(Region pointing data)
========
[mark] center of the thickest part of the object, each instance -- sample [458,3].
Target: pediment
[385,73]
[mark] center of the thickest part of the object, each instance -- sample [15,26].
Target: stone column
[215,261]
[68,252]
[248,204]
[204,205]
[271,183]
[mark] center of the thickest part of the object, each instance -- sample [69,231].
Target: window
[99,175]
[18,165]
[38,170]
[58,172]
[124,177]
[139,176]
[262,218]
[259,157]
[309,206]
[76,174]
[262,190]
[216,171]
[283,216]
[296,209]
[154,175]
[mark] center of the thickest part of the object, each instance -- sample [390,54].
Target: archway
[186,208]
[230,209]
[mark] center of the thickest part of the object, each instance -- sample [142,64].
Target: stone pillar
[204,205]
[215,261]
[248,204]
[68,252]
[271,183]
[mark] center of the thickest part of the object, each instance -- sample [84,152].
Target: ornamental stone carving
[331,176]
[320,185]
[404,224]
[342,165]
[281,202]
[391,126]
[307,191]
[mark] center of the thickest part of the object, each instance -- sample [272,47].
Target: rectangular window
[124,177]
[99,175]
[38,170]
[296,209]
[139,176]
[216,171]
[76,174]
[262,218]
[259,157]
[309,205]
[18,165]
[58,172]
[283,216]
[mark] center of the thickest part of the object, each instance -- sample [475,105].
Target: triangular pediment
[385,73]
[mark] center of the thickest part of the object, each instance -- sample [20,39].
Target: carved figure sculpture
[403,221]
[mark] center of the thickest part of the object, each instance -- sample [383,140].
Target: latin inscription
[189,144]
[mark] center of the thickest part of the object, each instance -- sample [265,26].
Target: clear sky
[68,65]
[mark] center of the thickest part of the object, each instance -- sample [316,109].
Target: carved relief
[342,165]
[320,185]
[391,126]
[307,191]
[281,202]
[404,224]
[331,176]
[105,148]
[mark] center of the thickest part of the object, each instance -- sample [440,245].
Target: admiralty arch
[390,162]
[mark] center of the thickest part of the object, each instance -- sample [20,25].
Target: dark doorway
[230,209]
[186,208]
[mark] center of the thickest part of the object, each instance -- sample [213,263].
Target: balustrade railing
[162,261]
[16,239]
========
### To do:
Write out the lines of the records exactly, starting at the one holding "Target: carved relief" and ending with the last line, and include no others.

### Result of this exercise:
Target: carved relief
[342,165]
[320,185]
[391,126]
[307,191]
[281,202]
[404,224]
[331,176]
[105,148]
[mark] center of the thickest part of the object, each instance -- sample [440,245].
Target: admiralty arch
[390,162]
[mark] center of the thickest part of the object, each instance -- sample [20,25].
Target: dark doorway
[230,209]
[186,208]
[mark] center of the thickest part of the object, each instance -- sample [213,263].
Target: balustrade railing
[162,261]
[16,239]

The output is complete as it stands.